TASK TO CARRY OUT
Extract, in full, the lines below, beginning at the first and ending with the line that contains "Question. The picture above shows the green". Pictures do not belong in the copy.

--*--

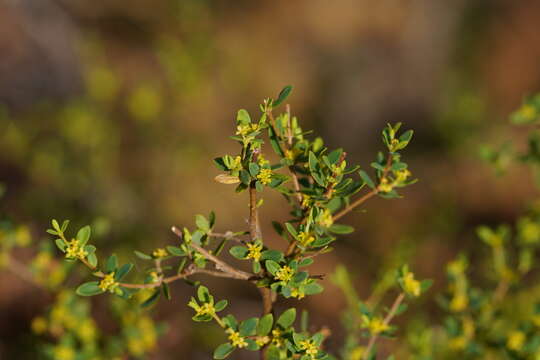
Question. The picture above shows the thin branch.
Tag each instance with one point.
(391, 313)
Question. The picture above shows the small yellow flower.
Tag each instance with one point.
(159, 253)
(265, 176)
(284, 274)
(459, 302)
(75, 251)
(254, 251)
(375, 325)
(411, 285)
(298, 294)
(262, 340)
(385, 185)
(108, 283)
(309, 347)
(39, 325)
(305, 239)
(515, 341)
(237, 340)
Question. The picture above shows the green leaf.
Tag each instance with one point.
(265, 325)
(287, 318)
(89, 289)
(202, 223)
(272, 266)
(283, 94)
(60, 244)
(122, 271)
(253, 169)
(223, 350)
(142, 256)
(248, 327)
(92, 260)
(220, 305)
(366, 179)
(176, 251)
(242, 117)
(313, 288)
(239, 252)
(83, 235)
(111, 264)
(341, 229)
(152, 299)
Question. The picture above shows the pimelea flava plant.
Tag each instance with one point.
(320, 188)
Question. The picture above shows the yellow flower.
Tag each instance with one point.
(298, 294)
(459, 302)
(237, 340)
(108, 283)
(305, 238)
(284, 274)
(75, 251)
(385, 185)
(159, 253)
(309, 347)
(265, 176)
(375, 325)
(39, 325)
(515, 341)
(254, 251)
(411, 285)
(326, 218)
(262, 340)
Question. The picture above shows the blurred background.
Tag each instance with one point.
(111, 113)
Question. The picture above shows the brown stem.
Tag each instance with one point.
(386, 321)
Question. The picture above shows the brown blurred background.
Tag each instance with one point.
(111, 113)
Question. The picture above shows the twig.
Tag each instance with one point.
(386, 321)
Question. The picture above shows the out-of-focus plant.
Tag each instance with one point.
(67, 330)
(323, 188)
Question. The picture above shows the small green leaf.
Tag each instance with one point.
(287, 318)
(220, 305)
(265, 325)
(89, 289)
(341, 229)
(239, 252)
(122, 271)
(142, 256)
(283, 94)
(202, 223)
(248, 327)
(111, 264)
(83, 235)
(223, 350)
(272, 266)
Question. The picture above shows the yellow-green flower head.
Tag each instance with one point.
(108, 283)
(375, 325)
(245, 129)
(236, 340)
(459, 302)
(75, 251)
(326, 219)
(159, 253)
(284, 274)
(411, 286)
(385, 185)
(309, 347)
(305, 239)
(265, 176)
(516, 340)
(254, 251)
(262, 340)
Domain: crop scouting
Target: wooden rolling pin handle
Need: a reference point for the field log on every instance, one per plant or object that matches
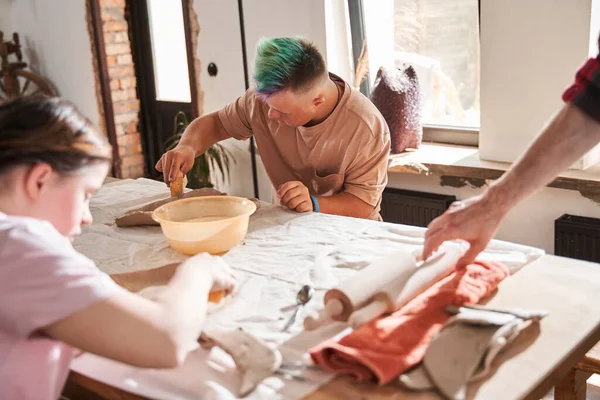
(368, 313)
(333, 308)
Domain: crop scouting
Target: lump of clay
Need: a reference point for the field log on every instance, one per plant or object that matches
(396, 94)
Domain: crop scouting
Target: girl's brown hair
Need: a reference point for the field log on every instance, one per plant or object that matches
(48, 130)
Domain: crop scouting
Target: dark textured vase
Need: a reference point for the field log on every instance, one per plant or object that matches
(397, 96)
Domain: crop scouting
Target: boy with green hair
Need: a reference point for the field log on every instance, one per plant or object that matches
(324, 145)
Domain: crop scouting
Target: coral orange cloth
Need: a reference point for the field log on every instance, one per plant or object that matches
(385, 348)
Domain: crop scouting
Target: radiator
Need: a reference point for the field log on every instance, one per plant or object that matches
(577, 237)
(413, 208)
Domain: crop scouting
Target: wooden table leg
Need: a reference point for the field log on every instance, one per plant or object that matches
(573, 386)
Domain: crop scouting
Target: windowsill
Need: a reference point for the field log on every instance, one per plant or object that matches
(460, 166)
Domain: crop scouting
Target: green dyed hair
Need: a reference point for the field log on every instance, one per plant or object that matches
(283, 63)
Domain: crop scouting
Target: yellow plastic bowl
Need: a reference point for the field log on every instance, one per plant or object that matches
(211, 224)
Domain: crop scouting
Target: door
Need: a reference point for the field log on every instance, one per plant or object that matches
(160, 34)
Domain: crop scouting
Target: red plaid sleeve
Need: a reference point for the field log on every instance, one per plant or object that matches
(585, 91)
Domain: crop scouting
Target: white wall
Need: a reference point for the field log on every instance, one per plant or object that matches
(530, 51)
(339, 39)
(6, 24)
(56, 45)
(530, 223)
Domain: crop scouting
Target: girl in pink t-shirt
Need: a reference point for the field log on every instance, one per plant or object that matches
(52, 298)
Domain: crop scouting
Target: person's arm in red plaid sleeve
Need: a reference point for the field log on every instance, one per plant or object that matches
(570, 134)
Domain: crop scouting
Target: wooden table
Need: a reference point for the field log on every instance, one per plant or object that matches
(536, 362)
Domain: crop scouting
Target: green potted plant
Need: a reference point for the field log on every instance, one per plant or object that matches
(217, 158)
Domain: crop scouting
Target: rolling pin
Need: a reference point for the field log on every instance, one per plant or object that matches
(399, 291)
(358, 290)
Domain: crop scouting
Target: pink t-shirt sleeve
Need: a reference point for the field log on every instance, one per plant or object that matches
(43, 279)
(237, 116)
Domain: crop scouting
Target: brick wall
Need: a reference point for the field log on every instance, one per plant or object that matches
(126, 104)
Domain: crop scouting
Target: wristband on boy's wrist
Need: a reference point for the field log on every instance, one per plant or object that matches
(315, 202)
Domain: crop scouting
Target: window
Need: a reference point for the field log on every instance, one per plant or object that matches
(167, 36)
(440, 40)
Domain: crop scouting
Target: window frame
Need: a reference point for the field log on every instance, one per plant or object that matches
(431, 133)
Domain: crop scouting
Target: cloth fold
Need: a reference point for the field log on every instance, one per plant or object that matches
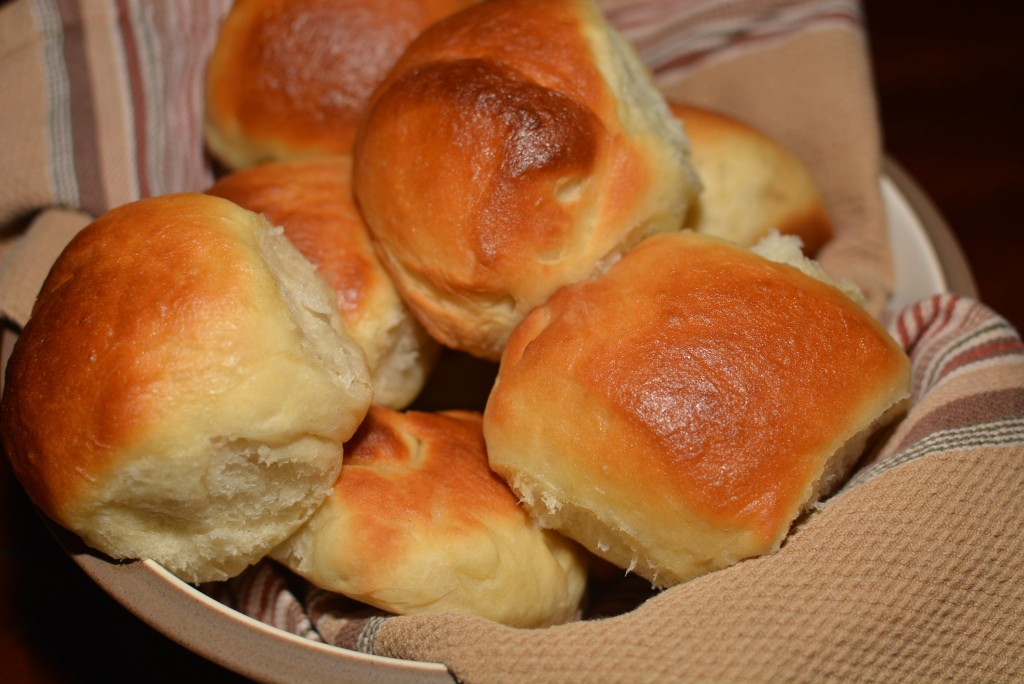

--*--

PROBLEM SOLUTION
Question. The picture above shows the thin branch.
Tag each instance with one point.
(391, 313)
Question. The picture above shows the small yellow flower.
Tag each instance with one point.
(159, 253)
(265, 176)
(284, 274)
(459, 302)
(75, 251)
(254, 251)
(375, 325)
(411, 285)
(298, 294)
(262, 340)
(385, 185)
(108, 283)
(309, 347)
(39, 325)
(305, 239)
(515, 341)
(237, 340)
Question. The picture above shows the green leaf.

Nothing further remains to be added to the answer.